[Labeled-object pointing entries]
···
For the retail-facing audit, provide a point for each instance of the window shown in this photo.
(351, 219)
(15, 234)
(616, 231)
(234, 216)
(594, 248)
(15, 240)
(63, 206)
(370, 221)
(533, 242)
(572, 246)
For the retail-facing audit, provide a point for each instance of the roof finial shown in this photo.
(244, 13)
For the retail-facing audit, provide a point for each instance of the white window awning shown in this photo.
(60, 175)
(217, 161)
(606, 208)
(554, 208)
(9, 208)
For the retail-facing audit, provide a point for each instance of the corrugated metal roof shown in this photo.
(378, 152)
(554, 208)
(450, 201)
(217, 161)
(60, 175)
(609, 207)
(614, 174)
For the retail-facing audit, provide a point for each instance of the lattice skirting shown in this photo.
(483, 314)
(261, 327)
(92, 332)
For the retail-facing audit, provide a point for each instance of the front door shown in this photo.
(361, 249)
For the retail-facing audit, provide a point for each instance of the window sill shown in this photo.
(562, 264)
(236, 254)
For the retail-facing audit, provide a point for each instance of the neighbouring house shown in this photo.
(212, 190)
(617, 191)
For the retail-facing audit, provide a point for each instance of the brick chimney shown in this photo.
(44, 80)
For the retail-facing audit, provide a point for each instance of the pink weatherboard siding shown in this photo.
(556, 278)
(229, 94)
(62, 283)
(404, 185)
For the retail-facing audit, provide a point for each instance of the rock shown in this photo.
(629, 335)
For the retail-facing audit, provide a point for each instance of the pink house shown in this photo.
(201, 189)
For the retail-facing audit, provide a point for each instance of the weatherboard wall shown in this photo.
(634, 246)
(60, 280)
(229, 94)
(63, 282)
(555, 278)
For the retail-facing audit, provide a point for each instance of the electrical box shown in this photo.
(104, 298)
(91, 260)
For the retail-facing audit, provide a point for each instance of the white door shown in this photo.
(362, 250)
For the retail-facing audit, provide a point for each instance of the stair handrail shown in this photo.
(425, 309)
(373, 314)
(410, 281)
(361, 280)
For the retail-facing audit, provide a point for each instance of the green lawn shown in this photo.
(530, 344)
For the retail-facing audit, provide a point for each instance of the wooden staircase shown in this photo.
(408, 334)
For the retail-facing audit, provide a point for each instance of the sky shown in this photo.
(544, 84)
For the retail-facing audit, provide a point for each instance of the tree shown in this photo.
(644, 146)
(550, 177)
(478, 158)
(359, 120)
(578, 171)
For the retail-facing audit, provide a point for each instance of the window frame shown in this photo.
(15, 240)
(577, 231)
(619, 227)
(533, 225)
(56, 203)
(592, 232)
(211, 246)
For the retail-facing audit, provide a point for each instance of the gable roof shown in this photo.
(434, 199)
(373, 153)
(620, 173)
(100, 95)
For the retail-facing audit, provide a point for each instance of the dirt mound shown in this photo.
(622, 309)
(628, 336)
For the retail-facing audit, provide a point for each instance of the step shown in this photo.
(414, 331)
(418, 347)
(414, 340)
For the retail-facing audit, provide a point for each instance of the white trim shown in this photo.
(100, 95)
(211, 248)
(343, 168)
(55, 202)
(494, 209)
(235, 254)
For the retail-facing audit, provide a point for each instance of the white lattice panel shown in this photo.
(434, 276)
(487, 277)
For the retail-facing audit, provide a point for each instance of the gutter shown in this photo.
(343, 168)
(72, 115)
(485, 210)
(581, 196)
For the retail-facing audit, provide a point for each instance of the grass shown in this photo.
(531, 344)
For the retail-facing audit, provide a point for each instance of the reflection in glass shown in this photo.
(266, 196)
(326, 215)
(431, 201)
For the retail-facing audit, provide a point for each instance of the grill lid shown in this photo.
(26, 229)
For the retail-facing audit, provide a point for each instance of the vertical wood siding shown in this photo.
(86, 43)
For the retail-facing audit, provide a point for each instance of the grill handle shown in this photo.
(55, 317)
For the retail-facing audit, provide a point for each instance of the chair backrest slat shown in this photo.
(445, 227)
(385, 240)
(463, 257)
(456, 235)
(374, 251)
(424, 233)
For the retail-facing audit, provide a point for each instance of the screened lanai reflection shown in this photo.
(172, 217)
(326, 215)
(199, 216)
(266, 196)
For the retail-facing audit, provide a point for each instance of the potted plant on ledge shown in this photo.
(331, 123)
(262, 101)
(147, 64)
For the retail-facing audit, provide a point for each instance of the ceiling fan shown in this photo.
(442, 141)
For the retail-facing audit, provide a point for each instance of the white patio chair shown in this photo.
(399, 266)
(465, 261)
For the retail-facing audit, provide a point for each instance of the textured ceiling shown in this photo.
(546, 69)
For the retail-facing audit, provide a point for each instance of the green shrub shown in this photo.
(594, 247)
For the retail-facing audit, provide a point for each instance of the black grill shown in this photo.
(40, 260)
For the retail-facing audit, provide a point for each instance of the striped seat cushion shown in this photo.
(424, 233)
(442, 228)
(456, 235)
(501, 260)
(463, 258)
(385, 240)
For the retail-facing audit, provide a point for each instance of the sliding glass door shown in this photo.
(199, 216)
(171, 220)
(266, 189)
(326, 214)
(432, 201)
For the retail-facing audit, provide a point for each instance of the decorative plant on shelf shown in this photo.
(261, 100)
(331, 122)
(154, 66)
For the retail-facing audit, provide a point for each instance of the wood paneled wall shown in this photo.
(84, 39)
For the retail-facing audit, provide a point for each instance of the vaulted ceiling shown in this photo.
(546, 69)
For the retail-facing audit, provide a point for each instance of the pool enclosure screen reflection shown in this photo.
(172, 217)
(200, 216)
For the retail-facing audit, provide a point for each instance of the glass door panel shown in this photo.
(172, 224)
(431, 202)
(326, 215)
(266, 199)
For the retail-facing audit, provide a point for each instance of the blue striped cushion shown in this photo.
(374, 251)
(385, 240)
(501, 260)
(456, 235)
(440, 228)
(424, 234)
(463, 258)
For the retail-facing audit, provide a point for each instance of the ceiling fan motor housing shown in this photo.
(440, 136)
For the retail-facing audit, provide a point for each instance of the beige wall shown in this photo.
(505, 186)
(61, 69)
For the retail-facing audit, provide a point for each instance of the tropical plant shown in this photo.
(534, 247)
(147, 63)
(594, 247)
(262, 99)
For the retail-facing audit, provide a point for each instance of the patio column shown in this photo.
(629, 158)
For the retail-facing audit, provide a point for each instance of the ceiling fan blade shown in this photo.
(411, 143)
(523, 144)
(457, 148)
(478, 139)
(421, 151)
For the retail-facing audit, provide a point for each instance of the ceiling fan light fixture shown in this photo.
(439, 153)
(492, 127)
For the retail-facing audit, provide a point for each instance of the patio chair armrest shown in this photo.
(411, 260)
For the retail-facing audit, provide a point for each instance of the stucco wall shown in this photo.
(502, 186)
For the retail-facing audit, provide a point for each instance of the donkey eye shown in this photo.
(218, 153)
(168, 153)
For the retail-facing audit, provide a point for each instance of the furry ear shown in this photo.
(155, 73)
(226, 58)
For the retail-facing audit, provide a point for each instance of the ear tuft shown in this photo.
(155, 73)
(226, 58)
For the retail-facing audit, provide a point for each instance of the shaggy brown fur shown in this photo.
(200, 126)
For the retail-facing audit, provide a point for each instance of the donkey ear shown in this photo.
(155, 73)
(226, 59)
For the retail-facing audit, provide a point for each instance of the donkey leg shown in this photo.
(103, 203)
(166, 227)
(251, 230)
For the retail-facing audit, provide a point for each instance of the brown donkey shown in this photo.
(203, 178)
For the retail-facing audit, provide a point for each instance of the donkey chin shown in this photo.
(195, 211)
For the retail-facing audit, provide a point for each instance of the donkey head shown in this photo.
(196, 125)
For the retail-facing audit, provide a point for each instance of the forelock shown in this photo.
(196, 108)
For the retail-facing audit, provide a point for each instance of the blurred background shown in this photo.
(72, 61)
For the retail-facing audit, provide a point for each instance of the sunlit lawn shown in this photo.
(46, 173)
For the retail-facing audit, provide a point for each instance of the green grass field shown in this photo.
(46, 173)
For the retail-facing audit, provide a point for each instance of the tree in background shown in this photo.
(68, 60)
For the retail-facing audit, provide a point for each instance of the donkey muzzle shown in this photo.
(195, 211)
···
> _Exercise brief_
The lines to quote run from the one containing "donkey shown in this photo." through the final line of the material above; please give them exactly, both ends included, and nothing else.

> _Full solution_
For the retail-facing audit, provide a point for each instance of the brown donkey shown in this photo.
(203, 178)
For the retail-facing audit, provide a point for each instance of the donkey chin shown in this photo.
(195, 211)
For the retail-facing audit, provide a point for each instance of the donkey head shown in this photo.
(196, 125)
For the retail-facing audit, provide a point for each instance of the forelock shown in this photo.
(196, 108)
For the retail-facing audit, provide a point for each instance of the blurred background shown in this photo.
(72, 61)
For the retail-facing audit, provide a point for each instance of the sunlit lawn shown in this photo.
(46, 173)
For the retail-facing audit, provide a point for each instance of the green grass field shown in this photo.
(46, 173)
For the retail-facing audit, provide a point for each instance of the tree in background shown in this photo.
(68, 60)
For the retail-facing audit, provide a point for each instance of the donkey muzzle shown in this photo.
(195, 211)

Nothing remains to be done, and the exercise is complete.